__Region annotation entries__:

────

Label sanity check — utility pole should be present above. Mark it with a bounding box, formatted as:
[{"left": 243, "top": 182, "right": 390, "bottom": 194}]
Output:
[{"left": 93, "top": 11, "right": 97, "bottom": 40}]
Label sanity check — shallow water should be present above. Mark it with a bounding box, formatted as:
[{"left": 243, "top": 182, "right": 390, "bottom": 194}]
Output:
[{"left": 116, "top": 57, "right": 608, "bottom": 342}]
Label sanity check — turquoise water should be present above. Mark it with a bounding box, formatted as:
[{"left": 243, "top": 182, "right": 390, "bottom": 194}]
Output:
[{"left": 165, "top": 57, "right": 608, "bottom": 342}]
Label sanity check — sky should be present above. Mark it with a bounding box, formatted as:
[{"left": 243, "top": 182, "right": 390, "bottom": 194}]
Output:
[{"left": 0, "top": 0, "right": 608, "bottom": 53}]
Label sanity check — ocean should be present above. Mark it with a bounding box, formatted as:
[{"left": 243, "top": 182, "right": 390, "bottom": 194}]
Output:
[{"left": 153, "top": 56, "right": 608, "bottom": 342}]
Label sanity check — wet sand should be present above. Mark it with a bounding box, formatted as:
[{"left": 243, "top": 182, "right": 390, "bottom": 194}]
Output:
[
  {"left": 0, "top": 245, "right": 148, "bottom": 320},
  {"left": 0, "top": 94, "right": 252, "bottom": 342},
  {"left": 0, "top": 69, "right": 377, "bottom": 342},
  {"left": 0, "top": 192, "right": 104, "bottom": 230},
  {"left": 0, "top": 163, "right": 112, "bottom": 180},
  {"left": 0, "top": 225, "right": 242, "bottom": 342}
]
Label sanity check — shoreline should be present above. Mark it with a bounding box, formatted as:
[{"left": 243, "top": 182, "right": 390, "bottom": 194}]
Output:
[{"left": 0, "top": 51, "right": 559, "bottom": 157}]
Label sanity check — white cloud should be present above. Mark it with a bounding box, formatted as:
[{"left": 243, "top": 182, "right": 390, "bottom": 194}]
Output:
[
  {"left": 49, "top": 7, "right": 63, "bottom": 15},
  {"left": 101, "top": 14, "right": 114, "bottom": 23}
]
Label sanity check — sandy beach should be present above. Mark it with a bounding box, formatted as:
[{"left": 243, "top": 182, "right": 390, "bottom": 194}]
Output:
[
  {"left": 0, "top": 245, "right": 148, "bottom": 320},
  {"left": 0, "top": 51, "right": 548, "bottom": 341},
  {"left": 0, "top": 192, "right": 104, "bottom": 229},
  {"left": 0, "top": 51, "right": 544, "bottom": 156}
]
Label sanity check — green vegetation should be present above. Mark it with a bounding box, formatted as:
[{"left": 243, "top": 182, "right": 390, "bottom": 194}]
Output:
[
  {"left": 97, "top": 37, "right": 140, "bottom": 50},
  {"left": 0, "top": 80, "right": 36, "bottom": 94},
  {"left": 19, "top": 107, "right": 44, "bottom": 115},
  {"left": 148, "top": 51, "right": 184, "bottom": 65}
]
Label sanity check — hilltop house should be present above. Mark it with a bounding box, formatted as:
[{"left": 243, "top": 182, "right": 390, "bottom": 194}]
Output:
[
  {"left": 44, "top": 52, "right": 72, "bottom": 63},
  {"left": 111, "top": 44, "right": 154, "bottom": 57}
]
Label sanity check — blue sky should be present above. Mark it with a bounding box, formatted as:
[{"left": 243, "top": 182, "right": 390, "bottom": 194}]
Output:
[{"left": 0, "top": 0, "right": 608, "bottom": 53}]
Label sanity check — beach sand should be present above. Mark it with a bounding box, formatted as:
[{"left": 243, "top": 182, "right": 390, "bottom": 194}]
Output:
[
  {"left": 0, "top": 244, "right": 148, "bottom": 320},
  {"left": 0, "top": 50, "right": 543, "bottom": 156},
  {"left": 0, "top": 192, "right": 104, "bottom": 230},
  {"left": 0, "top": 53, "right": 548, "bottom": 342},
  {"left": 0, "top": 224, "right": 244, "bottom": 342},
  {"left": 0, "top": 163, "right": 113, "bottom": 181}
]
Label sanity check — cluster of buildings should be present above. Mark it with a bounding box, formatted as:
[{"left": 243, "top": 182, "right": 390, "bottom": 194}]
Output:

────

Reproduce word for word the part of the entries that opens with the line containing "Label sanity check — sandy" and runs through the end of the entries, including both that line and the last one.

__Correct answer__:
Label sanity check — sandy beach should be present above. Mark it with a bounding box, formatted as:
[{"left": 243, "top": 182, "right": 390, "bottom": 194}]
Output:
[
  {"left": 0, "top": 245, "right": 148, "bottom": 320},
  {"left": 0, "top": 51, "right": 548, "bottom": 341},
  {"left": 0, "top": 192, "right": 104, "bottom": 229},
  {"left": 0, "top": 51, "right": 544, "bottom": 156}
]
Label sanity check — green vegetation should be present above. Mark it with a bounding box, formatted as:
[{"left": 243, "top": 182, "right": 390, "bottom": 194}]
Output:
[
  {"left": 97, "top": 37, "right": 140, "bottom": 50},
  {"left": 0, "top": 80, "right": 36, "bottom": 94},
  {"left": 19, "top": 107, "right": 44, "bottom": 115},
  {"left": 148, "top": 51, "right": 184, "bottom": 65}
]
Label sanity check — hilltop house should be present above. Mark it with a bounding box, formatted as:
[{"left": 243, "top": 182, "right": 390, "bottom": 194}]
Output:
[
  {"left": 44, "top": 52, "right": 72, "bottom": 63},
  {"left": 111, "top": 44, "right": 154, "bottom": 57}
]
Label sanity check — blue sky should be present above. Mark it with a bounding box, formatted as:
[{"left": 243, "top": 182, "right": 390, "bottom": 194}]
Output:
[{"left": 0, "top": 0, "right": 608, "bottom": 53}]
Label sanity check — beach sand should be present above. Mark it with a bounding box, formatted as:
[{"left": 243, "top": 182, "right": 390, "bottom": 194}]
Output:
[
  {"left": 0, "top": 244, "right": 148, "bottom": 320},
  {"left": 0, "top": 50, "right": 543, "bottom": 156},
  {"left": 0, "top": 192, "right": 104, "bottom": 230},
  {"left": 0, "top": 53, "right": 548, "bottom": 342},
  {"left": 0, "top": 224, "right": 244, "bottom": 342},
  {"left": 0, "top": 163, "right": 113, "bottom": 181}
]
Label sanity check — cluster of buildings should be present above. Mark it with a bounding box, formatted as:
[{"left": 243, "top": 182, "right": 390, "bottom": 194}]
Output:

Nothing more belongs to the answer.